## What is required
Change "wheelchair wheel" to "wheelchair tire" in the lines starting at the one that contains "wheel in the" and ending at the last of these lines, and give back only those lines with nothing else altered.
═════ Data shown ═════
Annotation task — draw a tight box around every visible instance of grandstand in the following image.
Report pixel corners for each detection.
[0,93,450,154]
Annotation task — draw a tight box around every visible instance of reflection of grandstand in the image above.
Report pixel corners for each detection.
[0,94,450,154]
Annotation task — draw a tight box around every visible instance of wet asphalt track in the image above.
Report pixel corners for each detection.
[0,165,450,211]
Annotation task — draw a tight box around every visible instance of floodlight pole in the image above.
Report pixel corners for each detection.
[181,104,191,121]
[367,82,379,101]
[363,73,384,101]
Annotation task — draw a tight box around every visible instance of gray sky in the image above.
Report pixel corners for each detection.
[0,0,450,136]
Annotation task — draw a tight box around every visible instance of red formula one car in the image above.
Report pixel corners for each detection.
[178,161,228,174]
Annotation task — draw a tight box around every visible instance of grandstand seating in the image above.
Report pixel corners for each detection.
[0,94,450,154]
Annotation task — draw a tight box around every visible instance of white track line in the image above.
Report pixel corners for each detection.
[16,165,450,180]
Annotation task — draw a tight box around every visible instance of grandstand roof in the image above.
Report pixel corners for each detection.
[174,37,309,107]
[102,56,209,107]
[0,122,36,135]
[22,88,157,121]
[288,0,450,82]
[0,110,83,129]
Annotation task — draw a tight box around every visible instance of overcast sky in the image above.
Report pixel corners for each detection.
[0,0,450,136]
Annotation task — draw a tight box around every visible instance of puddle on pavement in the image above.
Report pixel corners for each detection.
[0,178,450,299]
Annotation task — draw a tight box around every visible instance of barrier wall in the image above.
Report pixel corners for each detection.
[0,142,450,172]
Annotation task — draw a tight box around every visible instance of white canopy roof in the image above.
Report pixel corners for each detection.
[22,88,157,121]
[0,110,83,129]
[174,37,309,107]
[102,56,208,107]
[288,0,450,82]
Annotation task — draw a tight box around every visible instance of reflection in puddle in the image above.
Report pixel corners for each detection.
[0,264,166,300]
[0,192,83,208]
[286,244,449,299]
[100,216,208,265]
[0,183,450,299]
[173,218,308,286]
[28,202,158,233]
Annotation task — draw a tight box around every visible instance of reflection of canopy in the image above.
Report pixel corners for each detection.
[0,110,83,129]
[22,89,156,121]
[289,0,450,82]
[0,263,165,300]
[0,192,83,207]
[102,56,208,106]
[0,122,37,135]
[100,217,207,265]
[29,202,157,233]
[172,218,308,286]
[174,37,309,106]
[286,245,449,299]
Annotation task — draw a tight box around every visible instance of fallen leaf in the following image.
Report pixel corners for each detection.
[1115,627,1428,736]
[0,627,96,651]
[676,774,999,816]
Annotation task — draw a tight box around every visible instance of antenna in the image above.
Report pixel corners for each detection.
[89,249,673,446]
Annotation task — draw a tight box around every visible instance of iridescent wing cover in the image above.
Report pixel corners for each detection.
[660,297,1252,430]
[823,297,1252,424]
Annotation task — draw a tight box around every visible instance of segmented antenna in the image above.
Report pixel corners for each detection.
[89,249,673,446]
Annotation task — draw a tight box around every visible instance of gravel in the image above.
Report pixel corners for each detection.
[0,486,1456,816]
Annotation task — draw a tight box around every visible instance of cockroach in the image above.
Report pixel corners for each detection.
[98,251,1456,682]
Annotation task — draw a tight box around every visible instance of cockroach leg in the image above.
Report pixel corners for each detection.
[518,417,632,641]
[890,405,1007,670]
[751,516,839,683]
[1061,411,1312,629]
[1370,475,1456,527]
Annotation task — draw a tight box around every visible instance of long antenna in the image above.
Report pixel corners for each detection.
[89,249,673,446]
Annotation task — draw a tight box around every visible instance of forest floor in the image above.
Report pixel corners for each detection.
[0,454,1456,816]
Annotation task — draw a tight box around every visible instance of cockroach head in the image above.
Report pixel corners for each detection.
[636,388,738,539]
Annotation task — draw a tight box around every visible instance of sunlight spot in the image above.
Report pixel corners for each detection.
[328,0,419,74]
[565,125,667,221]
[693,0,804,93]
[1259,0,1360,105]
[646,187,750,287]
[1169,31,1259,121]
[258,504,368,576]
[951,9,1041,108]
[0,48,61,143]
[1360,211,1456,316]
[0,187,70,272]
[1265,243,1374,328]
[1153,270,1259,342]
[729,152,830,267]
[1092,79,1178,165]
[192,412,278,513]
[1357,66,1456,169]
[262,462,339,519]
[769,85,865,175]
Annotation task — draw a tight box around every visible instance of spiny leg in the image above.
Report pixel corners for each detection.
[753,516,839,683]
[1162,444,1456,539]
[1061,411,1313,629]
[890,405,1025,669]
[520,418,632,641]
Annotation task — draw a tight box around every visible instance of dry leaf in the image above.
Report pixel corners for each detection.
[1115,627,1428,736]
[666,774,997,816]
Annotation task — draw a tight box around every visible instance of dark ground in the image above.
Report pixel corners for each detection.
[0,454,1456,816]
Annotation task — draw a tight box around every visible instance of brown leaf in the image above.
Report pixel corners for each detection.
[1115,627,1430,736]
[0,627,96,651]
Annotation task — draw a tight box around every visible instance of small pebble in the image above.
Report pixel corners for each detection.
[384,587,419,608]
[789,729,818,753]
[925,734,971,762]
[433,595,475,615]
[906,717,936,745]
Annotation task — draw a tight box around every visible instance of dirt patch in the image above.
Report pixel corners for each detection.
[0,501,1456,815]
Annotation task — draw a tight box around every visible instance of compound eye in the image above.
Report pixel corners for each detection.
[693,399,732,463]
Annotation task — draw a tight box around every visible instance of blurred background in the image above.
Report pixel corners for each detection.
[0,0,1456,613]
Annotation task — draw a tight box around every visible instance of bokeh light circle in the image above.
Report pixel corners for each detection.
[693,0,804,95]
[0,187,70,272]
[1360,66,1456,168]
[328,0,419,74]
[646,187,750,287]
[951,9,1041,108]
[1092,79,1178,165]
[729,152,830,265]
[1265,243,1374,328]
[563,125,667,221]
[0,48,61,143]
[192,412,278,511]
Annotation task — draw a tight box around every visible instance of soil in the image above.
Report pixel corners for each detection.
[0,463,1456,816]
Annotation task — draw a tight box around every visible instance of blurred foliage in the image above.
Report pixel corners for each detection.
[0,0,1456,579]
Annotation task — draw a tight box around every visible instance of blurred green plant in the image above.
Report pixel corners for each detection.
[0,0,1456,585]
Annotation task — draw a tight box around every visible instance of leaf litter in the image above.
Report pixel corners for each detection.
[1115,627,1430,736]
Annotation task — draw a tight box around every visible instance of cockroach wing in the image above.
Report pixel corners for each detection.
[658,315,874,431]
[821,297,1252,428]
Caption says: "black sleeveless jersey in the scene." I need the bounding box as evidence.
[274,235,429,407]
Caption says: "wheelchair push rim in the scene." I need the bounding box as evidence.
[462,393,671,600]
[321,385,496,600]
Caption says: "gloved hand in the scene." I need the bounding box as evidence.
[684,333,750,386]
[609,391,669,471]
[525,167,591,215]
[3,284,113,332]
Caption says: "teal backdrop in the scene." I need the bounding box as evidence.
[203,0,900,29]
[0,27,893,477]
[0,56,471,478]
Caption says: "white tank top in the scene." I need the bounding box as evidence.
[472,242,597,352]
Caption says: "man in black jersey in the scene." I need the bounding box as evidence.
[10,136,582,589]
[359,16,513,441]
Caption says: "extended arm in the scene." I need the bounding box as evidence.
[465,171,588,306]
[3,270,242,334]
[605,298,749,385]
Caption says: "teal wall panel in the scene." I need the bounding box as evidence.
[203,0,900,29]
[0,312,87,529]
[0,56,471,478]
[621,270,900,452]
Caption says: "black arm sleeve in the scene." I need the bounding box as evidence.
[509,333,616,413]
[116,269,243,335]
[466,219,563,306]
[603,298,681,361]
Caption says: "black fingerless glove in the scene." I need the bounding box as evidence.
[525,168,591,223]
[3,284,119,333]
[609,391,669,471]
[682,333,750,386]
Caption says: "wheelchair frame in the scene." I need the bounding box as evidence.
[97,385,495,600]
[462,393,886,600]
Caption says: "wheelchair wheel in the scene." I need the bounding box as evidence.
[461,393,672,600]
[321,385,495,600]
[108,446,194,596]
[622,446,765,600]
═════
## Response to the task
Caption says: "wheelchair tire in the scene." I need the bounding box as evidence.
[461,393,672,600]
[321,385,495,600]
[108,446,194,596]
[622,446,765,600]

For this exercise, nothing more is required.